■ **Problem requirements**
Update the material below by replacing each "even-odd" with "nonzero", keeping everything else the same.

Entries taken from a collection
<<<<

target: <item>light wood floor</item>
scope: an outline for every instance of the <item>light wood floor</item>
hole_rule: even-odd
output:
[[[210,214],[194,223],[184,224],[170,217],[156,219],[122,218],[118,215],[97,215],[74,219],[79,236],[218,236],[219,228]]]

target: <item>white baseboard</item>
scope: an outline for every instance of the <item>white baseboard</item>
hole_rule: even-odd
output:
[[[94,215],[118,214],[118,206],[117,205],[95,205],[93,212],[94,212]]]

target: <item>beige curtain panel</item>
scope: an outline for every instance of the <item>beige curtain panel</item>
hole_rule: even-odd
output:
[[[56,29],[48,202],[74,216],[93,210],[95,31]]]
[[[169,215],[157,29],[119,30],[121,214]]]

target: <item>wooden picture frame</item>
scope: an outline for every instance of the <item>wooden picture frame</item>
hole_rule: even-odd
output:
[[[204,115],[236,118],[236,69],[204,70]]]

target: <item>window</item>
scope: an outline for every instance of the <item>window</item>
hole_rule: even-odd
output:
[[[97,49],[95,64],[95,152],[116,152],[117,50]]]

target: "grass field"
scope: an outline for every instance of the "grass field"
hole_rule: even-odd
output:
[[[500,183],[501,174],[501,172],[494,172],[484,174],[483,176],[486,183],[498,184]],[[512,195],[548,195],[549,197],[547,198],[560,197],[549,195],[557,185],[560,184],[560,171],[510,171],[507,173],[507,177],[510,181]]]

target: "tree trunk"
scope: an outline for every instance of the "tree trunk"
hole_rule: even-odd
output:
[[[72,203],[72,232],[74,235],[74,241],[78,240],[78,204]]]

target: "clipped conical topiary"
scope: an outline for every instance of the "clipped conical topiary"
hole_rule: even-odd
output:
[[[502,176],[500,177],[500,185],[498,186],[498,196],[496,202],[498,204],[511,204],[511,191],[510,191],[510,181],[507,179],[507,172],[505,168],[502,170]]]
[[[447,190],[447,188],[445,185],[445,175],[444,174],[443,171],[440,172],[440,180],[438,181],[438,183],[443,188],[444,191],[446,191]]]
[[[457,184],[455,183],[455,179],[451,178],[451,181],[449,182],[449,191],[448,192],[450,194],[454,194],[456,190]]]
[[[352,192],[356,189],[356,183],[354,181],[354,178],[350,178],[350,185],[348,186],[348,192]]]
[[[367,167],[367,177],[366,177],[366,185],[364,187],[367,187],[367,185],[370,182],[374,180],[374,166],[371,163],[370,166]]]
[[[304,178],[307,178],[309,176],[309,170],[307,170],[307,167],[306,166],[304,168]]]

>>>>

■ **The reply**
target: <item>light wood floor</item>
scope: an outline for every instance of the <item>light wood floor</item>
hole_rule: nonzero
output:
[[[210,214],[194,223],[184,224],[170,217],[156,219],[122,218],[118,215],[97,215],[74,219],[79,236],[218,236],[219,228]]]

target: <item>white baseboard</item>
scope: an outline for every instance of the <item>white baseboard</item>
hole_rule: nonzero
output:
[[[94,215],[118,214],[118,206],[117,205],[95,205],[93,212],[94,212]]]

target: <item>beige curtain panel</item>
scope: an outline for every instance of the <item>beige curtain panel</item>
hole_rule: nonzero
output:
[[[56,29],[48,202],[74,216],[93,210],[95,31]]]
[[[169,215],[157,29],[119,30],[121,214]]]

target: <item>wooden picture frame</item>
scope: an outline for every instance of the <item>wooden picture frame</item>
hole_rule: nonzero
output:
[[[204,115],[236,118],[236,69],[204,70]]]

target: <item>window</item>
scope: an outline for every instance of the <item>window</item>
hole_rule: nonzero
output:
[[[97,49],[95,64],[95,152],[116,152],[117,50]]]

target: "grass field"
scope: an outline for every instance of the "grass field"
hole_rule: nonzero
output:
[[[500,183],[501,174],[501,172],[494,172],[484,174],[483,176],[486,183],[498,184]],[[512,195],[548,195],[549,197],[547,198],[560,197],[549,195],[557,185],[560,184],[560,171],[510,171],[507,173],[507,177],[510,181]]]

target: "tree trunk"
scope: an outline for every instance of the "tree trunk"
hole_rule: nonzero
output:
[[[72,203],[72,232],[74,235],[74,241],[78,240],[78,204]]]

target: "clipped conical topiary"
scope: an outline for every instance of the "clipped conical topiary"
hole_rule: nonzero
output:
[[[502,176],[500,177],[500,185],[498,186],[498,196],[496,202],[498,204],[511,204],[511,191],[510,191],[510,181],[507,179],[507,172],[505,168],[502,170]]]
[[[447,190],[447,188],[445,185],[445,175],[444,174],[443,171],[440,172],[440,180],[438,181],[438,183],[443,188],[444,191],[446,191]]]
[[[457,184],[455,183],[455,179],[451,178],[451,181],[449,182],[449,191],[448,192],[450,194],[454,194],[456,190]]]
[[[352,192],[356,189],[356,183],[354,181],[354,178],[350,178],[350,185],[348,186],[348,192]]]
[[[367,167],[367,177],[366,177],[366,185],[364,187],[367,187],[367,185],[370,182],[374,180],[374,166],[371,163],[370,166]]]
[[[304,178],[307,178],[309,176],[309,170],[307,170],[307,167],[306,166],[304,168]]]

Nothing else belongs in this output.